*TASK OBJECTIVE*
Give back all of the data exactly as it appears here.

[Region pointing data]
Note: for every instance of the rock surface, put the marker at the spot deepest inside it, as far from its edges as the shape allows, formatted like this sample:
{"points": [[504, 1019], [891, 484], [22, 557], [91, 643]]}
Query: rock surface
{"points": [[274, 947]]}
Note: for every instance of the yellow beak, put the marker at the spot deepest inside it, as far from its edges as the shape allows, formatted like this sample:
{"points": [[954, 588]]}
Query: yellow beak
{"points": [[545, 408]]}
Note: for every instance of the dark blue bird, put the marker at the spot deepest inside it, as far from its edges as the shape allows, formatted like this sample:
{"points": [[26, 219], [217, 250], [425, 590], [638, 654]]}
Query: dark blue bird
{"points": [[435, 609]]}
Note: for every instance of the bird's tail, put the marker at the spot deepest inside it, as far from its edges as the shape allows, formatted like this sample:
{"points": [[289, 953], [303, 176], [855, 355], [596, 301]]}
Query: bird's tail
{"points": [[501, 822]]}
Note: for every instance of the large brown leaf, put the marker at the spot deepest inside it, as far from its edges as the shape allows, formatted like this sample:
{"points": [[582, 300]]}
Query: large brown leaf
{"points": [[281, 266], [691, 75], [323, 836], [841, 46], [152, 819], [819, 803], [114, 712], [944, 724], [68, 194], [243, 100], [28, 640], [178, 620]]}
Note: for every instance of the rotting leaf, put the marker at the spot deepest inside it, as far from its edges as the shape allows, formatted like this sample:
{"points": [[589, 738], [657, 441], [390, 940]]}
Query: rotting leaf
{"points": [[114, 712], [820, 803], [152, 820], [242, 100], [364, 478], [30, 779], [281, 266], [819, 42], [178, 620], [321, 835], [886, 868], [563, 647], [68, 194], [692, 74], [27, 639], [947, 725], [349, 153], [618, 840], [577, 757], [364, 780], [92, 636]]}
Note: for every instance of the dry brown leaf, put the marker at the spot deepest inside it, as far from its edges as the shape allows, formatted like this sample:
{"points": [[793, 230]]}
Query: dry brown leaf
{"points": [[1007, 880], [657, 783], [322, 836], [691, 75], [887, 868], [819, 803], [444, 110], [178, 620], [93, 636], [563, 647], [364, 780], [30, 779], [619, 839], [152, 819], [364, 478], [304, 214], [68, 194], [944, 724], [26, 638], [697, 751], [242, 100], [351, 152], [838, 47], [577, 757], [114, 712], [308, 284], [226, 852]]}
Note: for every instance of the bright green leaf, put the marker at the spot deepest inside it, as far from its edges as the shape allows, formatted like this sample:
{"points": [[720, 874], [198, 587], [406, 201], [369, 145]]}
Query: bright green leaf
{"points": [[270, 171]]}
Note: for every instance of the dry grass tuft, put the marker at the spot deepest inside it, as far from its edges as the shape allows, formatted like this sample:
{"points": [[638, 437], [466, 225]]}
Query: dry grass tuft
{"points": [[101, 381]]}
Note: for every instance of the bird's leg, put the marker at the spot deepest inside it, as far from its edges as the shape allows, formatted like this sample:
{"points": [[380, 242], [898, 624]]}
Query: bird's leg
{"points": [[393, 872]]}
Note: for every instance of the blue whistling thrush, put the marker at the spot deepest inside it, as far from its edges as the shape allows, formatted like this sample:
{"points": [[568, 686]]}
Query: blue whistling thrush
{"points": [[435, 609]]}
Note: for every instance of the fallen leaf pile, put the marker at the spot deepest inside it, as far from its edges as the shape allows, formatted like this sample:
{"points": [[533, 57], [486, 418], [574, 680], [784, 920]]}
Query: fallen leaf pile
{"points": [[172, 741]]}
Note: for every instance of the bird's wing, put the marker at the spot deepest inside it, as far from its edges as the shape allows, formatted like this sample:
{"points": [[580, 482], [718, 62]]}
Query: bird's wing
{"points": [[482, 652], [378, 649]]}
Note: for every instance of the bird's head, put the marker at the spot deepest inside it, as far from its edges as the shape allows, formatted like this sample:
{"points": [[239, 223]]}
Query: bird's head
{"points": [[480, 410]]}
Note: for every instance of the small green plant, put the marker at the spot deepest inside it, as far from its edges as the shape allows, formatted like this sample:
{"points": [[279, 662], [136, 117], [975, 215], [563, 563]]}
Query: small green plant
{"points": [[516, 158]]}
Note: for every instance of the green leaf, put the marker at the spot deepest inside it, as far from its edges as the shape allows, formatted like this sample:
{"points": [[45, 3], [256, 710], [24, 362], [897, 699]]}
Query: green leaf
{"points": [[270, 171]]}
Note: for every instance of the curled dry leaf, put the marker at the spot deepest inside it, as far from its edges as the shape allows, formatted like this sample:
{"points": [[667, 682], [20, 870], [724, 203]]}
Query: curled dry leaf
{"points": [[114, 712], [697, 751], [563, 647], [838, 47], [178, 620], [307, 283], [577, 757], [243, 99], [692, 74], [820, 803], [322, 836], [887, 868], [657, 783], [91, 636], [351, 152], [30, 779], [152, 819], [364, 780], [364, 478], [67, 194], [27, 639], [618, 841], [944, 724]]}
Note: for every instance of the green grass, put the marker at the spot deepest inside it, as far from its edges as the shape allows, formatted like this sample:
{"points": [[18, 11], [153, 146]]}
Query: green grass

*PROBLEM SOLUTION*
Note: for every instance of the rock surface, put the marker at the spot deepest inside it, as far from its edges as the shape allows, formatted like this sample:
{"points": [[504, 1019], [891, 484], [22, 557], [91, 643]]}
Query: rock surface
{"points": [[274, 947]]}
Note: for every instance of the yellow beak, put the marker at the spot deepest inside it, as far from its edges as the shape allows, formatted like this sample:
{"points": [[954, 588]]}
Query: yellow beak
{"points": [[545, 408]]}
Note: for every instance of the dark blue bird, put the marker at the spot deepest inside it, as far from its edges as the shape allows, formatted like this sample:
{"points": [[26, 219], [217, 250], [425, 590], [638, 654]]}
Query: dark blue bird
{"points": [[435, 609]]}
Note: for every instance of the bird's tail, put the marker at the spot deepest inside it, as far from its edges as the shape allows, formatted like this sample:
{"points": [[289, 953], [303, 176], [855, 355], [596, 301]]}
Query: bird's tail
{"points": [[501, 822]]}
Note: for every instance of the large brown leaf, put the marker at the spot deepest inside it, as far from its edges as the shape allows, formatted like this sample:
{"points": [[582, 300]]}
Query: large brown leaf
{"points": [[281, 266], [691, 75], [323, 836], [841, 46], [152, 819], [819, 803], [114, 712], [944, 724], [68, 194], [243, 100], [28, 640], [178, 620]]}
Note: for every instance of the rotting leaf, put the marker at the spot deepest inside it, as far from its edges as the shape allows, formatted like this sample:
{"points": [[589, 738], [657, 441], [390, 940]]}
Query: rotting leaf
{"points": [[114, 712], [820, 803], [152, 820], [242, 100], [364, 478], [30, 779], [281, 266], [819, 42], [178, 620], [321, 835], [886, 868], [563, 647], [68, 194], [692, 74], [27, 639], [947, 725], [349, 153], [618, 840], [577, 757], [364, 780], [92, 636]]}
Note: for every instance of the dry brown leaf, put the marker at the spot deepest inside it, as far from its edges as the shape allows, formatted like this sample:
{"points": [[793, 230]]}
Query: dry brown leaf
{"points": [[1007, 880], [657, 783], [322, 836], [691, 75], [887, 868], [819, 803], [444, 110], [178, 620], [93, 636], [563, 647], [364, 780], [30, 779], [619, 839], [152, 819], [364, 478], [304, 214], [68, 194], [944, 724], [26, 638], [697, 751], [242, 100], [351, 152], [838, 47], [577, 757], [114, 712], [308, 284], [226, 852]]}
Note: for every instance of the bright green leaf, put the marker at the spot deepest inside it, as far from its edges as the shape allows, formatted like this sample:
{"points": [[720, 874], [198, 587], [406, 201], [369, 145]]}
Query: bright green leaf
{"points": [[270, 171]]}
Note: for every instance of the dry grass tuft, put the marker at the spot deepest inside it, as far from its edges as the shape allows, formatted like this sample:
{"points": [[638, 437], [466, 225]]}
Query: dry grass tuft
{"points": [[101, 381]]}
Note: for every instance of the bird's leg, put the marker at the spot deepest inside it, as far from its edges as the shape allows, formatted like this sample:
{"points": [[380, 242], [898, 624]]}
Query: bird's leg
{"points": [[393, 872]]}
Note: for every instance of the blue whistling thrush, put the marker at the spot deepest inside it, as far from its edges as the shape allows, formatted like this sample:
{"points": [[568, 686]]}
Query: blue whistling thrush
{"points": [[435, 609]]}
Note: for every instance of the fallen leaf pile, put the marker at the spot deepest inside it, as far from its edges as the shape allows, formatted like this sample:
{"points": [[533, 57], [486, 418], [574, 680], [784, 920]]}
Query: fallen leaf pile
{"points": [[172, 741]]}
Note: for every instance of the bird's wing, put the marker at the spot deepest inside it, as far from its edges as the shape allows, formatted like this sample:
{"points": [[580, 482], [718, 62]]}
Query: bird's wing
{"points": [[482, 652], [378, 649]]}
Note: for every instance of the bird's head, put the marker at the spot deepest inside it, as far from its edges as the shape allows, formatted like this sample:
{"points": [[239, 223]]}
Query: bird's head
{"points": [[480, 410]]}
Note: for every instance of the small green plant, put the marker at the spot deepest inside it, as far from its edges as the shape allows, formatted like this sample:
{"points": [[279, 662], [136, 117], [975, 215], [563, 563]]}
Query: small green plant
{"points": [[516, 158]]}
Note: for every instance of the green leaf, put the marker at the spot deepest inside it, as far from its edges as the shape allows, formatted like this sample:
{"points": [[45, 3], [256, 710], [24, 362], [897, 699]]}
Query: green leaf
{"points": [[270, 171]]}
Note: for every instance of the curled dry leaf, put the marker at the spot deepest inside it, as far from its edges as the shape allows, formatted like this sample:
{"points": [[667, 682], [20, 870], [724, 203]]}
Query: curled dry leaf
{"points": [[114, 712], [697, 751], [563, 647], [838, 47], [178, 620], [307, 283], [577, 757], [243, 99], [692, 74], [820, 803], [322, 836], [887, 868], [657, 783], [91, 636], [351, 152], [30, 779], [152, 819], [364, 780], [364, 478], [67, 194], [27, 639], [618, 841], [944, 724]]}
Note: for every instance of the green grass, put the marker at the spot deepest inside it, as far from its edges as the shape allows, formatted like this sample:
{"points": [[18, 11], [153, 146]]}
Query: green grass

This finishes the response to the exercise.